# Web Scraper

### Summary

The purpose of this notebook is collect data from Foxter Real State company site on the Internet using a Web Scraper. This is the first step into the project to estimate prices of apartaments in Porto Alegre (Brazil).

In this notebook, the Web Scraper will:
1. download the sitemap.xml;
2. visit each page in sitempa.xml file;
3. collect data of each page, but some pages will be ignored (some conditionals if are specified);
4. in each page visited, the scaper will collect new address of new pages;
5. at the end, all data collected will be saved in a pandas dataframe.


### Main Strategy

The Web Scraper was constructed, in its main core, with BeautifulSoup, Requests and Pandas. The [BeautifulSoup](https://www.crummy.com/software/BeautifulSoup/) turned easy to collect the data from every page. The [Requests](https://2.python-requests.org/en/master/) library made the connection possible to get the data. And [Pandas](https://pandas.pydata.org) was used to save the data collected into a sigle dataframe.

### Import modules

In [1]:
import sys
from bs4 import BeautifulSoup
import requests
import time
import pandas as pd
import random
from datetime import date
try:
    from urlparse import urljoin  # Python2
except ImportError:
    from urllib.parse import urljoin  # Python3

### Download Sitemap

In [7]:
print('downloading sitemap.xml...')
url="https://www.foxterciaimobiliaria.com.br/sitemap.xml"
response = requests.get(url)
with open('sitemap.xml', 'wb') as file:
    file.write(response.content)
print('sitemap.xml ok!')

downloading sitemap.xml...
sitemap.xml ok!


### Find all links

In [2]:
def union(tocrawl,newlinks):
    for e in newlinks:
        if e not in tocrawl:
            tocrawl.append(e)
    return   

                  
# Find all links into content Soup and save "alllinks"
def get_all_links(page):
    links = []
    for link in page_content(page).find_all('a'):
        links.append(str(link.get('href')))
    return links
                  
                  
def check_links(alllinks):
    links_checked = []

    for link_to_check in alllinks:

        if link_to_check[:38] == url_seed:
            links_checked.append(link_to_check)
        
        if link_to_check[:8] == url_segment:
            link_to_check_join = urljoin(url_seed, link_to_check)
            links_checked.append(link_to_check_join)
            
    return links_checked    

### Collect content from one page

Collect all data from a page using BeautifullSoup. The function will inform if the connecting maybe refused by the server.

In [3]:
def page_content(page):
    
    # if server refuse
    response = ''
    while response == '':
        wait = 0
        try:
            response = requests.get(page)
        except:
            wait = random.randint(10,2000) # in case if the server does not respond.
            print("Connection refused by the server..")
            print("Let me sleep for " + str(wait) + " seconds")
            print("ZZzzzz...")
            time.sleep(wait)
            print("Was a nice sleep, now let me continue...")
            continue
    html = response.text
    soup = BeautifulSoup(html, "html.parser")
    
    
    # ignore page without id
    if soup.find('span', {'itemprop':"identifier"}) is None:
        return soup
    
    
    #collect id
    id_imovel = soup.find('span', {'itemprop':"identifier"})
    id_clean = id_imovel.get_text()[7:]
    id_list.append(id_clean)
        
        
    #collect price
    try:        
        price = soup.find('span', {'itemprop': "price"})

**Dataset**
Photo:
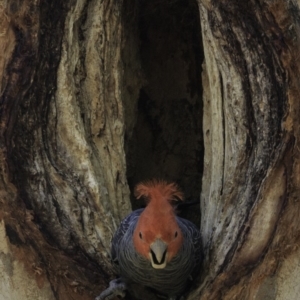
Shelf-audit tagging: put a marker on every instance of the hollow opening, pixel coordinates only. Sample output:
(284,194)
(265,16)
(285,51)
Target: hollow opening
(163,103)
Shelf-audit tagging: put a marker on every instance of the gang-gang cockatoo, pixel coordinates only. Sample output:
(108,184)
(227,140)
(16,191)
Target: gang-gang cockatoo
(155,248)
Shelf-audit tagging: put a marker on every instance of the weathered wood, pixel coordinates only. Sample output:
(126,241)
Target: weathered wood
(82,103)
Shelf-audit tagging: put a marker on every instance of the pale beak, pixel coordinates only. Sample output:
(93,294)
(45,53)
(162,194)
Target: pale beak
(158,254)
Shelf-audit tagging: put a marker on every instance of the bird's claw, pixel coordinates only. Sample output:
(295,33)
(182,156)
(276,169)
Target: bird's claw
(116,288)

**Goals**
a – List the names of all the functions defined with def in the web scraper notebook.
b – Rewrite the web scraper notebook paragraph beginning "The Web Scraper was constructed" as a short list.
c – Continue the web scraper notebook from the point where it stops.

**Task-by-task results**
a – union, get_all_links, check_links, page_content

b –
The core of the Web Scraper uses three libraries:
- BeautifulSoup: makes it easy to collect the data from every page.
- Requests: makes the connection that gets the data.
- Pandas: saves the collected data into a single dataframe.

c –
        price_clean0 = price.get_text()[3:]
        price_clean = price_clean0.replace(".", "")
    except:
        price_clean = 'NA'
    price_list.append(price_clean)
    
        
    #collect private area
    try:
        area = soup.find(string='Área privativa').next_element.next_element
        area_clean = area.get_text()[:-2]
    except:
        area_clean = 'NA'        
    area_list.append(area_clean)
        
        
    #collect neighborhood
    try:
        district = soup.find(string='Bairro').next_element.next_element
        district_clean = district.get_text()
    except:
        district_clean = 'NA'
    district_list.append(district_clean)
        
        
    #collect city
    try:
        city = soup.find(string='Cidade').next_element.next_element
        city_clean = city.get_text()
    except:
        city_clean = 'NA'
    city_list.append(city_clean)

        
    #collect type
    try:
        type1 = soup.find('span', {'itemprop': "category"})
        type1_clean = type1.get_text()
    except:
        type1_clean = 'NA'
    type1_list.append(type1_clean)


    #collect segment
    try:
        segment = soup.find(string='Segmento').next_element.next_element
        segment_clean = segment.get_text()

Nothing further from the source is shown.